Work order: Copy the passage below on dust and the InSight lander from "In May 2021, the" to "summer, Banerdt says.", swapping "sand" for "grit".

Text excerpt:

◆ ◆ ◆ ◆

In January, a particularly large, thick dust storm blocked sunlight from reaching the panels. Because of the reduced power supply, the InSight team put the lander in “safe mode,” suspending all but the essential functions needed for survival, until resuming normal operations about 12 days later. Since InSight is stuck in one place, it has almost no ability to shake off the dust by moving around. “With a rover, you might be able to tilt the panels, but with a lander, you are where you are,” says Amy Williams, a geologist at the University of Florida who works with the Curiosity and Perseverance rovers. (Both are powered by radioactive plutonium, while their predecessors, Spirit and Opportunity, were solar-powered.)
While Martian storms can sprinkle dust on solar panels, they also come with winds that can sweep off dust, too, which benefited Spirit and Opportunity, Williams says: “They had enough dust devils nearby that actually cleaned the solar panels and allowed those missions to go a long time. InSight has not been so fortunate.”
“Dust isn’t our friend,” Arvidson agrees. “Apparently, the location of InSight doesn’t have a lot of these dust devils or high winds to blow dust off; it just accumulates.”
In May 2021, the InSight team successfully tried a new dust-removal technique, using the lander’s robotic arm to trickle some grains of sand onto a solar panel—when a gust of wind carried the sand away, it swept a little dust off with it. But the trick isn’t enough to save the lander this time; last year it only brought back a few tens of watt-hours of energy. The scientists now think there is only around a 5 percent chance of a lucky windstorm clearing enough dust to give the lander a new lease on life this summer, Banerdt says.

◆ ◆ ◆ ◆

Data extracts:
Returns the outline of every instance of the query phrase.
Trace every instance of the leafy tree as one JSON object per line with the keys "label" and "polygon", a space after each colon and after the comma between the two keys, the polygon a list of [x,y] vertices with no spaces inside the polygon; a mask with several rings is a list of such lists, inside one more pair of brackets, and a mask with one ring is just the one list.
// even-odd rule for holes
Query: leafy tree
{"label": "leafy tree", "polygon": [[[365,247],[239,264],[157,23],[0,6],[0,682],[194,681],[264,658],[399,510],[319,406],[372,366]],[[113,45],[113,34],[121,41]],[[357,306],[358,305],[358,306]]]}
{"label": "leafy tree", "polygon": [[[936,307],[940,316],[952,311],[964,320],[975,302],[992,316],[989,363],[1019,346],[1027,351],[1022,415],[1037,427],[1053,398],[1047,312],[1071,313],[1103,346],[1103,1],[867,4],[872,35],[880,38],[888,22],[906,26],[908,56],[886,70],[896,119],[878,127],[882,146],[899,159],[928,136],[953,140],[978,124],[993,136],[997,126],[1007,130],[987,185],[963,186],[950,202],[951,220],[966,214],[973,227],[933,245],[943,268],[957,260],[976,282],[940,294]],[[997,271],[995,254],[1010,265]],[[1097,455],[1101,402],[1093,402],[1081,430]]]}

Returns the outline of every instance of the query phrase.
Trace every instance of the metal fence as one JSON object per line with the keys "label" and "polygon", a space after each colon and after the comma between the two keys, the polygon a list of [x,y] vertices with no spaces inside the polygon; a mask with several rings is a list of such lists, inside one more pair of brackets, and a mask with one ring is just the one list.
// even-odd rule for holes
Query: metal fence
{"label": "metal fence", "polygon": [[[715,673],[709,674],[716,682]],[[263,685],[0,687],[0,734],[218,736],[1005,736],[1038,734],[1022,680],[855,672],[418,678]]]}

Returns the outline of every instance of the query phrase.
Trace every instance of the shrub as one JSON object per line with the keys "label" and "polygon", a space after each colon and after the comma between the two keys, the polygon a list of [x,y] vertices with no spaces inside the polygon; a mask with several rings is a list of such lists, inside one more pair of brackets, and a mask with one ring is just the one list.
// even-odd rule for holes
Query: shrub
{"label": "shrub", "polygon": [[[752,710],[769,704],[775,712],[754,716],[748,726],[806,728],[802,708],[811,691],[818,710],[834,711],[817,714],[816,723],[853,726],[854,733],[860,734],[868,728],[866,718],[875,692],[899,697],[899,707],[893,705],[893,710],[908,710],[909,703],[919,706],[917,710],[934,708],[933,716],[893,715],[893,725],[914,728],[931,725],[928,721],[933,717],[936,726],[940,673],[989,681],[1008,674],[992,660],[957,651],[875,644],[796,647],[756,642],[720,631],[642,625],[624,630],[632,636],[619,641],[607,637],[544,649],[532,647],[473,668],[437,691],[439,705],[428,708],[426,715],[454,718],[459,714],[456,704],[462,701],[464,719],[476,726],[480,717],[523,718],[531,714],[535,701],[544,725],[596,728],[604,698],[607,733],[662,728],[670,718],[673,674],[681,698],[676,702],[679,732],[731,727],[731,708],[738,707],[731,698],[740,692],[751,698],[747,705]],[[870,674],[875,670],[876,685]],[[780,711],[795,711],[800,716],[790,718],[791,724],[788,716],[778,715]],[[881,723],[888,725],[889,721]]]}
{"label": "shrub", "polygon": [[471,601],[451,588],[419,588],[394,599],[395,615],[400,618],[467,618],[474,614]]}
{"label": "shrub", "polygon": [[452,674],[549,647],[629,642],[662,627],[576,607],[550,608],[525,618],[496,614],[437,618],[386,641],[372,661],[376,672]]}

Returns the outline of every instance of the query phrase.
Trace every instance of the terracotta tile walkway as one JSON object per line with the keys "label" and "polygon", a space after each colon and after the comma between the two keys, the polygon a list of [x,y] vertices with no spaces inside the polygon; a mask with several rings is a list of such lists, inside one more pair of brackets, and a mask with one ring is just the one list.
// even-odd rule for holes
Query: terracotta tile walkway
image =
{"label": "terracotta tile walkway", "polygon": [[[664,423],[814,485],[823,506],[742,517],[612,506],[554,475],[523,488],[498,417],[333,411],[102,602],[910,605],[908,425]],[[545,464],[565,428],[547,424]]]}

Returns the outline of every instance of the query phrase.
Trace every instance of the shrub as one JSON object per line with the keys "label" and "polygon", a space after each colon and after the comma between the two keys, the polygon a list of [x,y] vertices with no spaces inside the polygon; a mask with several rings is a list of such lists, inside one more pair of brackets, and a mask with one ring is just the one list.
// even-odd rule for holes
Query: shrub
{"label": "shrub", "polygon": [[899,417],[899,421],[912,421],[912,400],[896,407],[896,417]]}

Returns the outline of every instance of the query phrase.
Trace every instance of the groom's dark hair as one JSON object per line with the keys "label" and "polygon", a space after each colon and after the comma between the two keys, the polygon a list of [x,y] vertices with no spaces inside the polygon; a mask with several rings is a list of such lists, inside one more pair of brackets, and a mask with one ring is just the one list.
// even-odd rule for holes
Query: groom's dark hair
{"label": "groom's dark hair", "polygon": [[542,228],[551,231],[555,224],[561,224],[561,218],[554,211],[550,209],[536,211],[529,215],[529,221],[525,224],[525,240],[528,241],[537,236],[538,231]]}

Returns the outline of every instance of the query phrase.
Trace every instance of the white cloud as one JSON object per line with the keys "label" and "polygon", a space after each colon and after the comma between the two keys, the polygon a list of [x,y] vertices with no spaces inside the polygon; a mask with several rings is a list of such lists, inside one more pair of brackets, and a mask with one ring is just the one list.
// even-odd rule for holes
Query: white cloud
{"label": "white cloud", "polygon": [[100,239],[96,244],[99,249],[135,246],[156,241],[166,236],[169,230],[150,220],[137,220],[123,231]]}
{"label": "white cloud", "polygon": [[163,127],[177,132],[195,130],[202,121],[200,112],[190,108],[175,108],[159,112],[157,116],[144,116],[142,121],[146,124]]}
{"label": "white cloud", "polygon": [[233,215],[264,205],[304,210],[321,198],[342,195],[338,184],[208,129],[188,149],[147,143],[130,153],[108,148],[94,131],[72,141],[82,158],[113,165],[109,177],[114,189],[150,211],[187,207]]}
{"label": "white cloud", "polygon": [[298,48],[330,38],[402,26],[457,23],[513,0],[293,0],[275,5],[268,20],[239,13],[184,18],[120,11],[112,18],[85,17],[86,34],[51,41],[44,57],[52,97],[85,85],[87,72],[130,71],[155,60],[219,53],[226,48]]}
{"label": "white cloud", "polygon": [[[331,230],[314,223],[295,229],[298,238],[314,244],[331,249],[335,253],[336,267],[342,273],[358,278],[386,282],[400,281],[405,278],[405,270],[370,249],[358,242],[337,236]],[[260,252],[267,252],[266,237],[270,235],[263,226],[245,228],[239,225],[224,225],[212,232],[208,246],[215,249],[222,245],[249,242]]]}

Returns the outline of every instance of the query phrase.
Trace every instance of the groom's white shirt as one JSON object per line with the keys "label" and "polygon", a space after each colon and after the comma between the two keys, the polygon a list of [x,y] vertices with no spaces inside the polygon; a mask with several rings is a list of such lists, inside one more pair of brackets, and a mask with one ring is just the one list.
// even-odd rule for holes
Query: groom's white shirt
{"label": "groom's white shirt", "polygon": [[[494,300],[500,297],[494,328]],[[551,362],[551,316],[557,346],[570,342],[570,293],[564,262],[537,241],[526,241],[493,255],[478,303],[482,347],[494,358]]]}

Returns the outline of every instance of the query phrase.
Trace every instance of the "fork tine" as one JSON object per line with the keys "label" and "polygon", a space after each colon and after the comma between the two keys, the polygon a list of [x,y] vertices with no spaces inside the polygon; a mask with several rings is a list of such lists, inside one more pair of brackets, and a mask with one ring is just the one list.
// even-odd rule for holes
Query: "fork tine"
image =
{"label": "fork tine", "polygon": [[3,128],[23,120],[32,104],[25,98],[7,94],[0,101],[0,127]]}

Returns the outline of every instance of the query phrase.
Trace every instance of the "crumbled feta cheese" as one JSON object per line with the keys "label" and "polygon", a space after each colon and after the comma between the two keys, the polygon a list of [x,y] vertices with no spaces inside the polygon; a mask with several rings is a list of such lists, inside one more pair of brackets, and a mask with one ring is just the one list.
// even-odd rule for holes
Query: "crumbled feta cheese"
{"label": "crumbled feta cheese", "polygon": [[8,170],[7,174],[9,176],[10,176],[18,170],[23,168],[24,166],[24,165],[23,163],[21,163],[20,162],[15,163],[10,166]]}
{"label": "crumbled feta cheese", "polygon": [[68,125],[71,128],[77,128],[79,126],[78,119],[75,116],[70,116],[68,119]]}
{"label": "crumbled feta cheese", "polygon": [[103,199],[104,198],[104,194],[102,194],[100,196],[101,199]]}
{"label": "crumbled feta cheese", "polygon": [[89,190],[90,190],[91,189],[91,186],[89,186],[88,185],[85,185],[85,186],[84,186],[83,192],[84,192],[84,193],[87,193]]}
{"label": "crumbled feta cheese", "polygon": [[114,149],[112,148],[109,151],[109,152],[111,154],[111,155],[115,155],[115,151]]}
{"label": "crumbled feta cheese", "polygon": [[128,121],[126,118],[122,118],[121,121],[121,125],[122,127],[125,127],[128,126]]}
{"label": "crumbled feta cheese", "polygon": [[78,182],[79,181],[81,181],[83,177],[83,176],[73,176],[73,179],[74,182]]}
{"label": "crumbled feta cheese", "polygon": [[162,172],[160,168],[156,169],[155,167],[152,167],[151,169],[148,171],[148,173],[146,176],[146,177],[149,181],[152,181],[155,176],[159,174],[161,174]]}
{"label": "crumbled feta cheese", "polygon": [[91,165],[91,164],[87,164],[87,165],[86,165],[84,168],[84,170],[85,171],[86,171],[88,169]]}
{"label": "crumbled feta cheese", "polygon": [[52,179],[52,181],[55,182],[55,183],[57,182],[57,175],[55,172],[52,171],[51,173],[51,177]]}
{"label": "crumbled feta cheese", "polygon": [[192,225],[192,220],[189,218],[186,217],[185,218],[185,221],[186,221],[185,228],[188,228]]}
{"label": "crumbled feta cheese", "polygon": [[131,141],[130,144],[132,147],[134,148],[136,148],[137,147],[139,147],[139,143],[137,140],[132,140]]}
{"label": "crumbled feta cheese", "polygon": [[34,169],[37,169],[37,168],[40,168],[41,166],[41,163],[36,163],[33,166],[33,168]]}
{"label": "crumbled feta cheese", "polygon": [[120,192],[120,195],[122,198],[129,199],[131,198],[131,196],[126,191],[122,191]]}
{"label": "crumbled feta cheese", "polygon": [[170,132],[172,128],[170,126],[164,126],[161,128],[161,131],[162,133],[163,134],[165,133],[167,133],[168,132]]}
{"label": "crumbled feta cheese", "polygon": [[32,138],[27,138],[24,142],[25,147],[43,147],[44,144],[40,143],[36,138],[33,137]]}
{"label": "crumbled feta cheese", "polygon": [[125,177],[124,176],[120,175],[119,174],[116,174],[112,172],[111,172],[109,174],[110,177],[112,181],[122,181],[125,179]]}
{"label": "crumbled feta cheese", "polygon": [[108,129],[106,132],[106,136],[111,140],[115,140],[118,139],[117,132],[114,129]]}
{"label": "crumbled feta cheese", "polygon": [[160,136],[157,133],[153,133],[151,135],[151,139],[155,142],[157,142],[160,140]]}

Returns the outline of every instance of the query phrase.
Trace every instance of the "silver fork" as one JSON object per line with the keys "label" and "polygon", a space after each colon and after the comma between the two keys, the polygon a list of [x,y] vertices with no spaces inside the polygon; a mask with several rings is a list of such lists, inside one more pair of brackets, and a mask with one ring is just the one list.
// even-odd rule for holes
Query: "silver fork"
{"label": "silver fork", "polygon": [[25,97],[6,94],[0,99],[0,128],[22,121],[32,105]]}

◆ ◆ ◆ ◆

Task answer:
In May 2021, the InSight team successfully tried a new dust-removal technique, using the lander’s robotic arm to trickle some grains of grit onto a solar panel—when a gust of wind carried the grit away, it swept a little dust off with it. But the trick isn’t enough to save the lander this time; last year it only brought back a few tens of watt-hours of energy. The scientists now think there is only around a 5 percent chance of a lucky windstorm clearing enough dust to give the lander a new lease on life this summer, Banerdt says.